## START THE INPUT

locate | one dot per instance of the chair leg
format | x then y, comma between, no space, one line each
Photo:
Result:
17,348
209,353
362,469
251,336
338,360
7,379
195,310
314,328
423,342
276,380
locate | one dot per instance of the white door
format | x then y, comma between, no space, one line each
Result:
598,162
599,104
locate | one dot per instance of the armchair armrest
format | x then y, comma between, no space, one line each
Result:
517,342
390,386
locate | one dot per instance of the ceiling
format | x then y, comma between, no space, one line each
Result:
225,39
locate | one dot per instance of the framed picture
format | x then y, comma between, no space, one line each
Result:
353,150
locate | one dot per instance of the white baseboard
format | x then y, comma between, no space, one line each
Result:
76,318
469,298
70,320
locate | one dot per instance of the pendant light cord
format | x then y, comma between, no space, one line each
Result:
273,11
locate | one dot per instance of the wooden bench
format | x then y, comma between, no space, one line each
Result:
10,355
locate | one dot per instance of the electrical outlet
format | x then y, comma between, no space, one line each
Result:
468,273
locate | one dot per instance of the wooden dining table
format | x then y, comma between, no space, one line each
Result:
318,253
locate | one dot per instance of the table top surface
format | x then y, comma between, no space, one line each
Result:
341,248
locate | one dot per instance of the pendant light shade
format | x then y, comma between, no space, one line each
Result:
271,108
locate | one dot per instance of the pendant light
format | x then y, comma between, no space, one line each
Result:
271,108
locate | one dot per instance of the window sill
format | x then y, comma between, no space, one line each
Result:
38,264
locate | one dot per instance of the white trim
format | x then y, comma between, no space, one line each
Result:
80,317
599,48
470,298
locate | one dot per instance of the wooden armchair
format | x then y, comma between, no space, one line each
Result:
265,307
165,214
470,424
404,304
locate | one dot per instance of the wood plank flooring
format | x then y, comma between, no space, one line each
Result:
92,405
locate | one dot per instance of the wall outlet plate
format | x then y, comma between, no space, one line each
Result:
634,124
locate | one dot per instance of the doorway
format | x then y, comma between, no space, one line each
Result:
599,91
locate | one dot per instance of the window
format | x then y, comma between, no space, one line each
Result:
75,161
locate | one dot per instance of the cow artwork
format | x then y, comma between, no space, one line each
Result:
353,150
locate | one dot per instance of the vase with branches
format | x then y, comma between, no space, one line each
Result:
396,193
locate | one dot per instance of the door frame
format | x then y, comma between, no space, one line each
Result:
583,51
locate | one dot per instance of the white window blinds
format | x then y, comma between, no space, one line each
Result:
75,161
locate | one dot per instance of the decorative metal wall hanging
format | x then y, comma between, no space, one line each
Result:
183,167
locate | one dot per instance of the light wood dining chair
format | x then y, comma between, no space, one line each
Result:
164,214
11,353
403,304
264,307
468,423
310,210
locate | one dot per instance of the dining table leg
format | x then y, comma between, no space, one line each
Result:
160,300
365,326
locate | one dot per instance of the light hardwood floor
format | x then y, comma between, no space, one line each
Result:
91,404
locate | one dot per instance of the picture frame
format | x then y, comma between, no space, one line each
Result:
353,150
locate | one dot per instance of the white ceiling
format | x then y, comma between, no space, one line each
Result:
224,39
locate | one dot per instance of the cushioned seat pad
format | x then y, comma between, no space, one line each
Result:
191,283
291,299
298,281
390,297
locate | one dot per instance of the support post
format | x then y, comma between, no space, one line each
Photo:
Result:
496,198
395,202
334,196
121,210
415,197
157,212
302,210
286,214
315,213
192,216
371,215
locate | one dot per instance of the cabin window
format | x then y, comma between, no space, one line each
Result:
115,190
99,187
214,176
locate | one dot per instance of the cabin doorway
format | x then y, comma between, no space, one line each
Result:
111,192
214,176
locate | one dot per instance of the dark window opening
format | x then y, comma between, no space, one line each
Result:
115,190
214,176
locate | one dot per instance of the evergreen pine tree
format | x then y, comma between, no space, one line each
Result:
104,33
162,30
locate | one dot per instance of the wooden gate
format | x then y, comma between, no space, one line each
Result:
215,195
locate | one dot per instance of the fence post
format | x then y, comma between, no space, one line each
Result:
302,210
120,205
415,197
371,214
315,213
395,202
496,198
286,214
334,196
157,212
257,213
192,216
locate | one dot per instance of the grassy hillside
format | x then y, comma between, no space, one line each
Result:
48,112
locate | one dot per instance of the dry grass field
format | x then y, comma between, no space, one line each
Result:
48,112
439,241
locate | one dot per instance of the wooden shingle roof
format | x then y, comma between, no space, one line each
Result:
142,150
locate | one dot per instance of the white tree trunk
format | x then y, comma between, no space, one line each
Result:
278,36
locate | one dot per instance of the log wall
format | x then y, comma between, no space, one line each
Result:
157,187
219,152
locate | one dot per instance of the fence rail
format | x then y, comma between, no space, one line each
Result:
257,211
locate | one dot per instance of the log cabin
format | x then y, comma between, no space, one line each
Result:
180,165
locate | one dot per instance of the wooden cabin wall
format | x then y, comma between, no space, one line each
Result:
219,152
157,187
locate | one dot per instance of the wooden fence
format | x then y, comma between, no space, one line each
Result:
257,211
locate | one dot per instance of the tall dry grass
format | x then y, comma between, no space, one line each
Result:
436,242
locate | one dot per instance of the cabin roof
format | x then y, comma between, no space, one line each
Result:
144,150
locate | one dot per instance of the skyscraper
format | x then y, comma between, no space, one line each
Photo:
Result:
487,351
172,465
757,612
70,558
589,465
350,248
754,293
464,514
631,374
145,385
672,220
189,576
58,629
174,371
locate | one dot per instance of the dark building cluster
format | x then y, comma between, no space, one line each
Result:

## END THE INPUT

PROBLEM
Transcribe all of the lines in the records precisely.

ANSWER BELOW
locate | one dot per instance of the chair leg
format | x then y, comma between, no space, one line each
Photo:
Result:
17,348
209,353
362,469
251,336
338,360
7,379
195,310
314,328
423,342
276,380
locate | one dot per instance of the white door
format | x then y, comma between, no space, one line each
Result:
598,162
599,104
locate | one dot per instance of the armchair armrest
format | x then y, comma between, no space, one line each
Result:
517,342
390,386
locate | one dot per instance of the ceiling
format | x then y, comma between, no space, one line each
Result:
225,39
locate | one dot per instance of the framed picture
format | x then y, comma between, no space, one line each
Result:
353,150
locate | one dot per instance of the white baseboard
format | x then y, comma between, no space, one line each
Result:
76,318
469,298
70,320
locate | one dot per instance of the pendant light cord
format | x then y, comma between, no space, one line each
Result:
273,11
locate | one dot per instance of the wooden bench
format | x then y, comma between, no space, one line each
Result:
10,355
locate | one dot per instance of the electrical outlet
format | x then y, comma between, no space, one line each
Result:
468,273
locate | one dot per instance of the wooden dining table
format | x then y, comma between, no space, one line each
Result:
318,253
locate | one dot per instance of the table top surface
format | x then y, comma between, no space, one line each
Result:
341,248
locate | one dot per instance of the pendant light shade
format | x then y, comma between, no space, one line each
Result:
271,108
locate | one dot per instance of the pendant light
format | x then y, comma between, no space, one line each
Result:
271,108
locate | one dot per instance of the window sill
format | x then y, comma between, no space, one line each
Result:
38,264
locate | one dot per instance of the white trim
format | x then y, comma between, no space, one line each
Result:
80,317
599,48
470,298
locate | one dot per instance of the wooden armchair
format | x then y, comma between, no space, one line each
Result:
265,307
165,214
470,424
404,304
locate | one dot per instance of the wood plank flooring
format | x then y, comma between, no space, one line each
Result:
92,405
locate | one dot per instance of the wall outlet plate
format | x then y, comma between, no space, one line each
Result:
634,124
locate | one dot per instance of the doorway
format | x then y, comma between, no space, one line each
Result:
599,91
locate | one dot per instance of the window
format | x then y, comma between, no space, one line each
Result:
75,161
locate | one dot per instance of the cow artwork
format | x then y, comma between, no space, one line each
Result:
353,150
locate | one dot per instance of the vase with branches
format | x then y, comma between, no space, one line each
Result:
396,193
locate | one dot per instance of the door frame
format | x then y, comma between, no space, one line each
Result:
583,51
locate | one dot per instance of the white window blinds
format | x then y, comma between, no space, one line each
Result:
75,161
locate | one dot per instance of the decorative metal wall hanging
format | x then y, comma between, no space, one line each
Result:
183,167
locate | one dot per instance of the light wood dining chair
format | x then y, comma between, no space, one line each
Result:
164,214
11,353
403,304
264,307
468,423
310,210
locate | one dot per instance of the dining table leg
format | x then y, comma between, no space, one line each
Result:
160,300
365,326
locate | one dot per instance of the light hardwood floor
format | x then y, comma between, no space, one line each
Result:
91,404
locate | one dot per instance of the picture frame
format | x then y, comma between, no space, one line each
Result:
353,150
locate | one dot per instance of the white ceiling
format | x then y, comma between, no space, one line each
Result:
224,39
locate | one dot per instance of the cushioned seat pad
format | x then y, comma between, no space, one line each
Result:
191,283
291,299
298,281
390,297
locate | one dot per instance of the support post
format | x then y, comma between, no space, one line each
Photo:
Result:
496,198
395,202
334,196
121,210
415,197
157,212
302,210
286,214
315,213
192,216
371,215
locate | one dot per instance of the cabin window
format | x then y, comma between, no space, one line each
Result:
115,190
99,187
214,176
locate | one dot per instance of the cabin doorway
format | x then y, comma between, no space, one line each
Result:
111,192
214,176
locate | one dot per instance of the dark window opening
format | x then y, comma between, no space, one line each
Result:
115,190
214,176
locate | one dot per instance of the evergreen pine tree
format | x then y, comma between, no space, one line each
Result:
104,33
162,30
locate | one dot per instance of the wooden gate
format | x then y, comma between, no space, one line each
Result:
215,195
locate | one dot per instance of the fence post
format | x then y, comma between, no space, one line each
Result:
302,210
120,205
415,197
371,214
315,213
395,202
496,198
286,214
334,196
157,212
257,213
192,216
locate | one dot per instance of the grassy hillside
format | x then y, comma between, no space, one line each
Result:
48,112
locate | one dot per instance of the dry grass field
format | x then y, comma between, no space, one line each
Result:
48,112
439,241
locate | one dot per instance of the wooden shingle roof
format | x then y, comma between, no space, one line each
Result:
142,150
locate | one dot per instance of the white tree trunk
format | x then y, comma between, no space, one line each
Result:
278,36
locate | one dot per instance of the log wall
format | x then y, comma between, no space, one line each
Result:
157,187
219,152
locate | one dot per instance of the fence rail
format | x then y, comma between, no space, one line each
Result:
257,211
locate | one dot per instance of the log cabin
format | x then y, comma between, no space, one line each
Result:
180,165
locate | one dot per instance of the wooden cabin wall
format | x then y, comma between, no space, one line each
Result:
219,152
157,187
locate | one dot per instance of the wooden fence
format | x then y, comma between, no space, one line each
Result:
257,211
locate | one dot per instance of the tall dry grass
format | x then y, comma between, no space, one line each
Result:
436,242
locate | one dot per instance of the cabin roof
format | x then y, comma between, no space, one line each
Result:
144,150
locate | one dot per instance of the skyscraper
format | x then y, comma between, no space, one line each
Photo:
Result:
487,351
172,465
757,612
70,558
589,465
350,248
754,293
464,514
631,374
145,385
672,220
189,576
58,629
174,371
locate | one dot per instance of the dark building cluster
format | x then y, comma between, no space, one line each
Result:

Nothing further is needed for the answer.